Location annotation dataset excerpts
______________________________

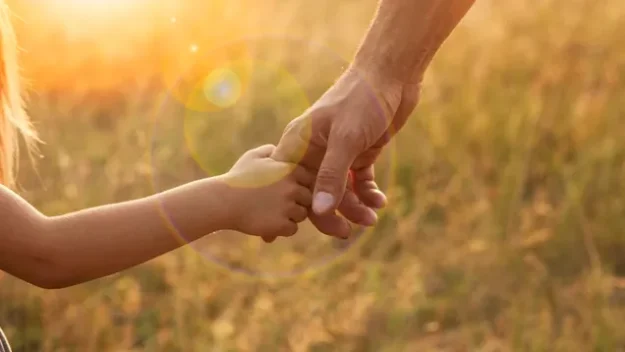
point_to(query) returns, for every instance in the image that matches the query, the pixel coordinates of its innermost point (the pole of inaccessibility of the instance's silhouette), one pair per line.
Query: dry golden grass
(504, 230)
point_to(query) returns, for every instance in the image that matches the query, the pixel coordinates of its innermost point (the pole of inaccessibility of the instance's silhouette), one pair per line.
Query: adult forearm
(406, 34)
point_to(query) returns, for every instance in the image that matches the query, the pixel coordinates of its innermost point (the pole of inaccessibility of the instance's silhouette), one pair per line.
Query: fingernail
(322, 202)
(370, 220)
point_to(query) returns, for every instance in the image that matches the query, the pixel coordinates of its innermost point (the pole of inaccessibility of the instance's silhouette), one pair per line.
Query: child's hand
(268, 198)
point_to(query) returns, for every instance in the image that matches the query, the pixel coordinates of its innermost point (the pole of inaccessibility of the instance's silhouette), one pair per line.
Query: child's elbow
(49, 278)
(48, 274)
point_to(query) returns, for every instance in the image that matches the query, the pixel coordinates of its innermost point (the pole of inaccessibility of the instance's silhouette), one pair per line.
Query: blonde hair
(14, 120)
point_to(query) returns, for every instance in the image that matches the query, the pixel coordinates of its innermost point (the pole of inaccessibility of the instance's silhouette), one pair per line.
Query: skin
(61, 251)
(344, 132)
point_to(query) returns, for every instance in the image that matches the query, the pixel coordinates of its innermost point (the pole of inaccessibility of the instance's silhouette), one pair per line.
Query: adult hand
(345, 130)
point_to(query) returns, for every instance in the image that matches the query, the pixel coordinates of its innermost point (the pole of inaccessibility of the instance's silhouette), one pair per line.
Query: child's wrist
(227, 203)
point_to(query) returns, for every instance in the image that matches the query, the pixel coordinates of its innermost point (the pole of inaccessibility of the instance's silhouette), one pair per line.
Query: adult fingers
(367, 190)
(264, 151)
(332, 176)
(331, 224)
(356, 211)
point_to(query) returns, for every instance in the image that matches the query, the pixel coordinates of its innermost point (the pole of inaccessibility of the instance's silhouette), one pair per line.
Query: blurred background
(507, 193)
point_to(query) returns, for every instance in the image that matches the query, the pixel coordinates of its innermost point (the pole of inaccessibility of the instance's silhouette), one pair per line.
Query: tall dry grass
(505, 226)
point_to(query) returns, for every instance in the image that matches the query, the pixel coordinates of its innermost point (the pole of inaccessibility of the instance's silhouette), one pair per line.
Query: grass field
(505, 230)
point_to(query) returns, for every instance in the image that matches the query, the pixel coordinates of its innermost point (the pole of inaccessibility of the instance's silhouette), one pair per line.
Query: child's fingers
(304, 177)
(264, 151)
(289, 229)
(303, 197)
(298, 213)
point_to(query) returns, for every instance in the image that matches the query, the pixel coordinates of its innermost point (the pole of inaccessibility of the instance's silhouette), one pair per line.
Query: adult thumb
(332, 176)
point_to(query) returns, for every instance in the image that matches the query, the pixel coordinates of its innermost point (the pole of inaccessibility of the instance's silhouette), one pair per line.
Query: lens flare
(222, 87)
(231, 101)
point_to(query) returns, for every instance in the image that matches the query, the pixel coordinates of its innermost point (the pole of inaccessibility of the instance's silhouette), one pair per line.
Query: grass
(504, 231)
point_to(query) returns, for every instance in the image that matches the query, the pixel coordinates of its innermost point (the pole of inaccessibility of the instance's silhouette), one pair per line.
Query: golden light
(95, 8)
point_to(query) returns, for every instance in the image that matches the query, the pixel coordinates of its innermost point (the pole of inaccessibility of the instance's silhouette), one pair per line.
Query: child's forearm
(65, 250)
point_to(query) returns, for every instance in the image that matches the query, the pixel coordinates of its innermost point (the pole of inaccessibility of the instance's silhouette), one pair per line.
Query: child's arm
(61, 251)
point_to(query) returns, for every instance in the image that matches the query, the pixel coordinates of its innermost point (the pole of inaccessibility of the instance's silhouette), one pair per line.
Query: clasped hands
(339, 139)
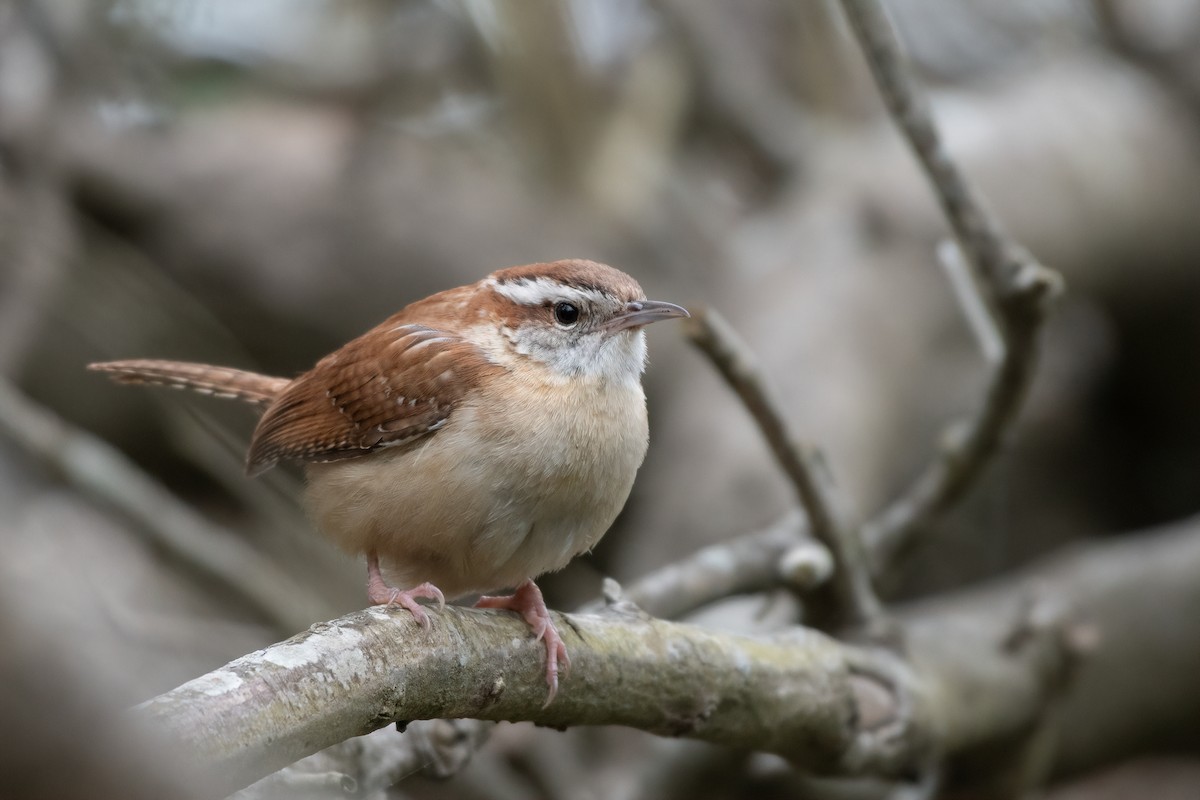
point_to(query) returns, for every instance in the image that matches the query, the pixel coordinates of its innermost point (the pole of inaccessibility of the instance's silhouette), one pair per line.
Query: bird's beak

______________________________

--- SHORT PROBLEM ---
Quote all the records verbatim, dropping any pictures from your copy.

--- RIGHT ANSWER ---
point_to(query) returns, for every instance in the image that matches the query, the pixel coordinates of its innermost point (the pole of inaccessibility of the instance's silhouette), one pair per line.
Query: dry golden grass
(504, 230)
point_to(query) returns, for every instance in the image that matches the query, the pixel coordinates of its innermost point (the pole of inaccessibility of the instance's silhouette), one pair per line.
Query: adult forearm
(406, 34)
point_to(query) returns, for every instance in the image that matches the query, the pixel coordinates of its innermost point (the pole of inaccessibility of the instance's silhouette), one pair per line.
Query: fingernail
(322, 202)
(370, 220)
point_to(query) returns, for every instance in the image that matches the query, the pixel coordinates of its innermost point (the pole of inaccessibility of the instance's silhouette), one pair per line.
Query: child's hand
(268, 198)
point_to(query) returns, for every instance in the image that matches the query, the pixel coordinates of its innermost point (the pole of inaccessibility of the instance's silhouette), one pair per line.
Query: child's elbow
(49, 278)
(48, 274)
point_to(query) returns, for every instance in the image that matches the query, the pixel coordinates of its innermost point (the pole of inaccessibility of the instance's silhouette), one pair per line.
Query: blonde hair
(14, 120)
point_to(query) returns, for every instance in the image that matches the query, the pixel coordinates of its innermost point (the pole of inaccessibility of the instance's silhouette), one pair per line.
Query: skin
(61, 251)
(344, 132)
point_to(query) returns, for every instance in the image that matches the query, the pixel coordinates of its innermost point (the pole of inaccessibility of the instance's silhouette), one pair per line.
Query: adult hand
(345, 130)
point_to(query) returns, for every instance in the image that matches the query, the pixel coordinates of its innermost point (the pole of inaccessibility of the instance's silhouette), one pair per line.
Query: child's wrist
(227, 203)
point_to(query) returns, for every instance in the image that matches the query, the pixel coordinates of its innermost point (the pole of inaccessibility of the instance's silhouette), one pair per line.
Query: adult fingers
(367, 190)
(264, 151)
(332, 176)
(331, 224)
(356, 211)
point_to(query) returns, for every instance in the image that matches the query, the pixel coordinates of its innermost point (the pole of inaccessibility of the instance's silhouette), one pair per line.
Query: blurred background
(507, 193)
point_to(query) returns, for every instance in the image that matches the query, the pixel coordinates of its innermost point (the pole of inaccessibility of the instance's silhouette), one pair per line.
Query: tall dry grass
(505, 226)
point_to(query) returns, for every instance in the image that matches the query, the pixel coordinates of its innermost point (the pole of inaccessibility of the instance's silhouette), one pair per line.
Query: grass field
(505, 230)
point_to(query) returns, for every instance in the image that matches the query, the pixel coordinates of its innermost point (the pole of inaccessibility of the instance's silhouette), one pair per line.
Query: child's fingers
(304, 177)
(264, 151)
(289, 229)
(303, 197)
(298, 213)
point_to(query) returns, for every instance in the image that matches the query, the pixel coordinates of its innermost point (the pole of inaccessibility of the instance's silhouette), one pair per line.
Query: adult thumb
(332, 176)
point_to(query) returns, for every instance in the image that matches the query, the pixel coordinates of its innermost point (the pole of inaccessibility of the instance's silhouette), one pair per line.
Query: lens flare
(222, 87)
(231, 101)
point_to(query) returns, for every instance in the image that matches the query, the pixel coordinates of its innermost point (the pole of inaccessibility of the instance's silhouette), one pair per line.
Query: grass
(504, 231)
point_to(query) returns, for every instance in the image that matches the query, the pixel coordinates of its innermost point (the pole of inaccessibility of the instance's silhouette), one pair per line.
Query: golden light
(95, 8)
point_to(query) returns, for every instance in the image that matches the query, the pixel coordinates of its innermost point (the pole of inaccessibility of the instance's silhouette), one pair per line.
Query: child's forearm
(65, 250)
point_to(query) returns, for every instance in the image that matches the query, the pixel coordinates of its innermost point (the pole of inaccessibility of the instance's silhouette), one pair per line.
Query: child's arm
(61, 251)
point_to(query) returns, for every instance in the image that matches the query, the pixel coordinates of its innermost point (the pole of inaccessibility of the instance's silhouette), one pair per line.
Query: clasped hands
(339, 139)
point_to(query) returns, for every instance in the image that matches the query, the pixel coordinates of its innermost point (the pole of inaccessibility of the instance's silhouette), one pair per line.
Query: bird's beak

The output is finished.